● **ARTICLE**
━━━

Par ce défi, l’homme rappelle ses joutes verbales en 2016, quand il s’adressait, en pleine compagne électorale, au patron[8] du Tracteur qui était à cette époque plus puissant que le rival actuel. Lors d’un meeting électoral à la veille des législatives de 2016, rappelle-t-on, il a interpellé ses partisans et l’ensemble des citoyens, en les mettant en garde contre «ce monsieur, sans le nommer, qui voulait diriger la prière sans faire les ablutions». Le coup fatal a été ainsi asséné à son adversaire politique.

A cette époque, Benkirane, conforté dans son fauteuil de chef du gouvernement sortant, voulait rempiler et consolider le positionnement de son parti sur l’échiquier politique national. L’objectif a été atteint.

Aujourd’hui, le contexte n’est plus le même et le personnage n’a pas le même objectif. Après une traversée de désert, qui l’a bien dessalé, l’homme cherche à se repositionner et finir en beauté, politiquement parlant. Autant dire qu’il va «jouer le tout pour le tout», mais sans miser tout au risque de tout perdre.

La dernière sortie, en animant un meeting à l’occasion de la fête du Travail, serait bien calculée pour son timing crucial. Peu de temps après son allocution, son message a enflammé les débats dans le réel et le virtuel, éclipsant les festivités du 1er Mai et la «Journée mondiale de la liberté de la presse» (3 Mai), qui sert à rappeler la nécessité de respecter la liberté de la presse.

Bref, il a orienté son discours dans le but d’agir sur l’autre pour le faire agir et réagir. Chose que ce dernier a faite à partir de la ville de Dakhla, annonçant une tournée nationale et l’ouverture d’«une nouvelle voie des réalisations». Il s’agit d’une approche qui s’inscrit dans l’esprit de sa ligne de conduite politique basée sur l’action, la proximité et l’ancrage dans les territoires.

Cette initiative louable, en se basant sur l’action qui fera parler du parti politique et promouvoir son image, aurait été souillée par une défaillance communicationnelle on ne peut plus grave.

En fait, une responsable[9] du parti voulait mettre en valeur un projet[10] structurant dans la région, n’aurait pas été prudente en politique et plus particulièrement en communication politique, en évoquant ce que son adversaire rangerait politiquement dans la case de «conflits d’intérêts» pour revenir à la charge et tirer un penalty qui lui est accordé puisque l’infraction s’est produite à l’intérieur de la surface de réparation de la Colombe.

Cette défaillance communicationnelle a été rapidement interceptée, interprétée et largement relayée sur les réseaux sociaux, entachant ainsi l’évènement et l’image de la Colombe, qui aurait été également compromise par les scènes enregistrées dans des vidéos postées sur la Toile par des médias locaux, dévoilant la vieille pratique de parachutage pour meubler l’espace.

━━━

● **OBJECTIF 1**
Reproduisez le passage de l'article sur Benkirane qui va de « Aujourd’hui, le contexte » à « de la presse. ».
L'article et les enregistrements ne proviennent pas de la même source.

━━━

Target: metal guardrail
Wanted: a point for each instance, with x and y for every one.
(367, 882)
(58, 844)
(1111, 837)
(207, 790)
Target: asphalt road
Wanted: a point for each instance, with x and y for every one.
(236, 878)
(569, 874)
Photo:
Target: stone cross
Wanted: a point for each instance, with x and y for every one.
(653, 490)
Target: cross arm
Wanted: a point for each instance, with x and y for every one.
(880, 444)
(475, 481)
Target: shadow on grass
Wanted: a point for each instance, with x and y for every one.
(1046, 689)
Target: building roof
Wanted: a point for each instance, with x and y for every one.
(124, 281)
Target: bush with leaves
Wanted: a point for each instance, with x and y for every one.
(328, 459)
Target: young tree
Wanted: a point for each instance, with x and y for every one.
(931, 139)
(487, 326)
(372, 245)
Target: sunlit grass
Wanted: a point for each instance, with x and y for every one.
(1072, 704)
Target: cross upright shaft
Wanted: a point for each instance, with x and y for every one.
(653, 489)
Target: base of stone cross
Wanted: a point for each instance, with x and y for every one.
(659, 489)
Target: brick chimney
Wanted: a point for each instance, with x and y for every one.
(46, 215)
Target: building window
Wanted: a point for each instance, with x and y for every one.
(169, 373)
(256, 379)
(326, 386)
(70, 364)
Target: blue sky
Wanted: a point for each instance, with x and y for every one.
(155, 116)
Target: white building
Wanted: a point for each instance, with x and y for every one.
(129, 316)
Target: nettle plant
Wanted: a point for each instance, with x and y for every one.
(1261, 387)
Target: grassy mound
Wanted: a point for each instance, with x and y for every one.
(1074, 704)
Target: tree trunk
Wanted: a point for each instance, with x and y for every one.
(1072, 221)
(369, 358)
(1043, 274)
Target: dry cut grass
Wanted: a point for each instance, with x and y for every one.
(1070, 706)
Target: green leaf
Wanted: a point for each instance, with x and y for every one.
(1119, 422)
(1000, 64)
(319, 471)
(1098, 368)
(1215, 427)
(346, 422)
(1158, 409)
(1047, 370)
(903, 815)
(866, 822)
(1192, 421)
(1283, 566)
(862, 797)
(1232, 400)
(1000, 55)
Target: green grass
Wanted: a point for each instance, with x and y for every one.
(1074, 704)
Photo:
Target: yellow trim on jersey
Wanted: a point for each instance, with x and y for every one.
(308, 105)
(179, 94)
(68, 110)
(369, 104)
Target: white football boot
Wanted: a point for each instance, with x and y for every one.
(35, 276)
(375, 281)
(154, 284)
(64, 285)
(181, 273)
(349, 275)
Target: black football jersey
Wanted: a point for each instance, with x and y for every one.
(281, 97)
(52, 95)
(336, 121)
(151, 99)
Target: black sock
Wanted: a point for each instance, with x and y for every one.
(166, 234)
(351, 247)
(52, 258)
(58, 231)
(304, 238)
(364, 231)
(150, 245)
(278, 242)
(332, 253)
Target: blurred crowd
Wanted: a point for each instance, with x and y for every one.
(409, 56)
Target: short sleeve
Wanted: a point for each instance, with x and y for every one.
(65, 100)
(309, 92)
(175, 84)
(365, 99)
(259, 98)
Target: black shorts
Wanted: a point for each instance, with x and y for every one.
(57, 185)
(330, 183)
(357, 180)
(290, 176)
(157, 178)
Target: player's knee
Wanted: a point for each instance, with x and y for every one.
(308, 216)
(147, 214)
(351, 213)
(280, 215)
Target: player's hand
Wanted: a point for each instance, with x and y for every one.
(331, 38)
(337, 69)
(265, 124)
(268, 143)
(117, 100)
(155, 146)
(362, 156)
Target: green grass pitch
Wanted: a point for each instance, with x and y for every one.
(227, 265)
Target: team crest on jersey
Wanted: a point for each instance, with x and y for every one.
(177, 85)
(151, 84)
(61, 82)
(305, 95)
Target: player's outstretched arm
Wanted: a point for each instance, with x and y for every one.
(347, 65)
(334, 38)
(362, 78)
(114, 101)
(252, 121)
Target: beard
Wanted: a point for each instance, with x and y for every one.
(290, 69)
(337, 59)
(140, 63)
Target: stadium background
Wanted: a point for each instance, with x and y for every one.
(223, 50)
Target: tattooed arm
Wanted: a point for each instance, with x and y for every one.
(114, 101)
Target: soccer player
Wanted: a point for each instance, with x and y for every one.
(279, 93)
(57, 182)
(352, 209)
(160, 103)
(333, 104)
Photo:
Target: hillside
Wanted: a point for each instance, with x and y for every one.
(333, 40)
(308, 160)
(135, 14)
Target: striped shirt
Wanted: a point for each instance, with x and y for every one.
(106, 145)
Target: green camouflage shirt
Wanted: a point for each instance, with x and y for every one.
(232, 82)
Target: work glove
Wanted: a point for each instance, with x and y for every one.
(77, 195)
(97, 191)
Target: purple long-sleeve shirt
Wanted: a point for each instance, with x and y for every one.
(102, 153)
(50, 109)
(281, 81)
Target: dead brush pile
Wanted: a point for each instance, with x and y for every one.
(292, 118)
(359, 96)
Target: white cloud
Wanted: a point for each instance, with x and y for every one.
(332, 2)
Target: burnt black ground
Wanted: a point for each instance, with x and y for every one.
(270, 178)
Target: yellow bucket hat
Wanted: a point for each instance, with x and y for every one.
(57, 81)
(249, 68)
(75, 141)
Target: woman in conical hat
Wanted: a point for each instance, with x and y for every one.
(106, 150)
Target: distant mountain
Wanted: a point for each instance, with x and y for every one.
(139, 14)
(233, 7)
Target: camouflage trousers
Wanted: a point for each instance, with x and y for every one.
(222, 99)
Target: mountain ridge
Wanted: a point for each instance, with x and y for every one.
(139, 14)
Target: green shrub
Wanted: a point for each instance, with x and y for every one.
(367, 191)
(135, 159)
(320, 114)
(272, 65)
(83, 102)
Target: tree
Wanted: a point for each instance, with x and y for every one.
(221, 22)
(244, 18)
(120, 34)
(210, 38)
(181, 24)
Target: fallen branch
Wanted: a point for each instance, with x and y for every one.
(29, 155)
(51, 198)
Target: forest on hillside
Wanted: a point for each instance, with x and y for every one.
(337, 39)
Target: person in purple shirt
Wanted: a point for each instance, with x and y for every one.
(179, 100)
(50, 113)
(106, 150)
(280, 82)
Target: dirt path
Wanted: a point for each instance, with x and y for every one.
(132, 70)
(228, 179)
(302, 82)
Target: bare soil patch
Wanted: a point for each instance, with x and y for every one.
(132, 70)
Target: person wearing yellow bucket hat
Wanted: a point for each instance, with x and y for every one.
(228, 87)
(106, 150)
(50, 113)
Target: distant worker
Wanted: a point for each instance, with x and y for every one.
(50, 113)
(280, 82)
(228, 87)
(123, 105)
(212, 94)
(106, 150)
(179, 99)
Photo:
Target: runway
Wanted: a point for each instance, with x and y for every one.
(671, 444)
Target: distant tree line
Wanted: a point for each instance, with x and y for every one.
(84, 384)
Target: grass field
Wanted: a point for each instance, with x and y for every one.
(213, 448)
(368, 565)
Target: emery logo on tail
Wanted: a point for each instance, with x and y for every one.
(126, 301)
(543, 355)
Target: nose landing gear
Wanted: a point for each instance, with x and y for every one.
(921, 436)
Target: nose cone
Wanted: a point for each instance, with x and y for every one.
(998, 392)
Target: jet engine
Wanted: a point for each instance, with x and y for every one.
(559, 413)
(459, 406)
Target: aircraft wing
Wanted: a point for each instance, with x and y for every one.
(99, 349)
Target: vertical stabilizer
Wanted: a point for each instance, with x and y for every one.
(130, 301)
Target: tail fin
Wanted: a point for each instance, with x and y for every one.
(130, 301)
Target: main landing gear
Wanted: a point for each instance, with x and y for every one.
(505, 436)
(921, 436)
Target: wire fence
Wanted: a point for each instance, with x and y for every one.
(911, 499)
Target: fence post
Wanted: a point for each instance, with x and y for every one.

━━━

● **OBJECTIF 2**
Mettez sous forme de liste JSON de chaînes, à raison d'une chaîne par ligne et sans les lignes vides, uniquement les lignes des enregistrements qui vont de la ligne contenant « Target: building window » à celle contenant « (1261, 387) », ces deux lignes comprises.

● **RÉPONSE 1**
Aujourd’hui, le contexte n’est plus le même et le personnage n’a pas le même objectif. Après une traversée de désert, qui l’a bien dessalé, l’homme cherche à se repositionner et finir en beauté, politiquement parlant. Autant dire qu’il va «jouer le tout pour le tout», mais sans miser tout au risque de tout perdre.

La dernière sortie, en animant un meeting à l’occasion de la fête du Travail, serait bien calculée pour son timing crucial. Peu de temps après son allocution, son message a enflammé les débats dans le réel et le virtuel, éclipsant les festivités du 1er Mai et la «Journée mondiale de la liberté de la presse» (3 Mai), qui sert à rappeler la nécessité de respecter la liberté de la presse.

● **RÉPONSE 2**
[
  "Target: building window",
  "Wanted: a point for each instance, with x and y for every one.",
  "(169, 373)",
  "(256, 379)",
  "(326, 386)",
  "(70, 364)",
  "Target: blue sky",
  "Wanted: a point for each instance, with x and y for every one.",
  "(155, 116)",
  "Target: white building",
  "Wanted: a point for each instance, with x and y for every one.",
  "(129, 316)",
  "Target: nettle plant",
  "Wanted: a point for each instance, with x and y for every one.",
  "(1261, 387)"
]